**Objective:** Decide whether each statement agrees with the text about Stormdancer, answering yes or no and quoting the words of the text that settle it: (a) The writer ordered the book for the library. (b) The writer has read the book. (c) The first review the writer saw was at You're Killing Me.

So, awhile ago, I was looking at upcoming teen books to potentially order for the library where I work, and I saw this:
And then I saw this:
“. . . Japanese Steampunk novel with mythical creatures, civil unrest, and a strong female protagonist . . .” – from Patrick Rothfuss’ blurb
My heart, it went pitter-pat.
So I ordered the book for our library. It arrived, looking just as pretty as the image above, and has so far circulated a couple of times. I have not read it. But recently, I started reading some reviews that made my heart go things other than pitter-pat. Things more in the general vein of “sink,” if I had to be specific.
The first review I saw was this one at lady business, which broadly and briefly covers some facts that have been bothering people: author Jay Kristoff seems to have got a lot of his Japanese culture stuff (notably terms of address, whether or not pandas live in Japan) wrong, and then basically brushed off all criticism: “It’s fantasy, folks, not international frackin’ diplomacy.”
For a much more detailed, blow-by-blow account of problems one reader had with the book, see the review at You’re Killing Me. While I, too, would probably take issue with the Bathing Scene of Unexamined Creepiness (I must here recommend this excellent post on the male gaze in writing), the thing mostly under scrutiny in Stormdancer is that it’s inaccurate to Japan and Japanese culture.

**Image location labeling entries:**
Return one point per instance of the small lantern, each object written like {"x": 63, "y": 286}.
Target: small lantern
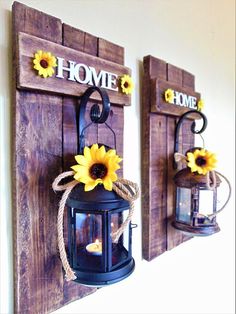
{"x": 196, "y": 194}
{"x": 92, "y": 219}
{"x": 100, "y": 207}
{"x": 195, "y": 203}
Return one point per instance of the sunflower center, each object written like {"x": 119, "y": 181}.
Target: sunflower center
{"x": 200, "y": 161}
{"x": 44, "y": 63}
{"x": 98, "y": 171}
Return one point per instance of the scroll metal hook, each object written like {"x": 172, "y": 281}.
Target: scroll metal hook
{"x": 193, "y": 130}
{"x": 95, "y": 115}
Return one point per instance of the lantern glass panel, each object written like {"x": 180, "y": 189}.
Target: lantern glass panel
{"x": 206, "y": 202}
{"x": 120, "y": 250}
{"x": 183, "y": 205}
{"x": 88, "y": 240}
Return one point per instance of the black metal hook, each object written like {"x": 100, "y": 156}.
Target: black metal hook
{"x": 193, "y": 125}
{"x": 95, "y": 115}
--
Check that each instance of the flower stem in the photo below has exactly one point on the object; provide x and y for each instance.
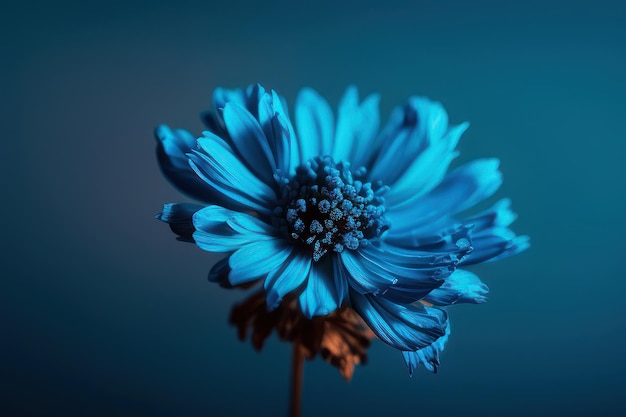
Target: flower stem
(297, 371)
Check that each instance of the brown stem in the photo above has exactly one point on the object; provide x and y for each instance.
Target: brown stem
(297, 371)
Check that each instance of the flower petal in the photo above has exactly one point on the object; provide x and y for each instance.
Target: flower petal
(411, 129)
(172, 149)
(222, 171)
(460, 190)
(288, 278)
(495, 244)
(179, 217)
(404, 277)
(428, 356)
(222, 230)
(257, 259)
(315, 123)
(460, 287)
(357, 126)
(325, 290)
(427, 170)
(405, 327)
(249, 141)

**Solved problem:**
(a) Yes: "So I ordered the book for our library."
(b) No: "I have not read it."
(c) No: "The first review I saw was this one at lady business"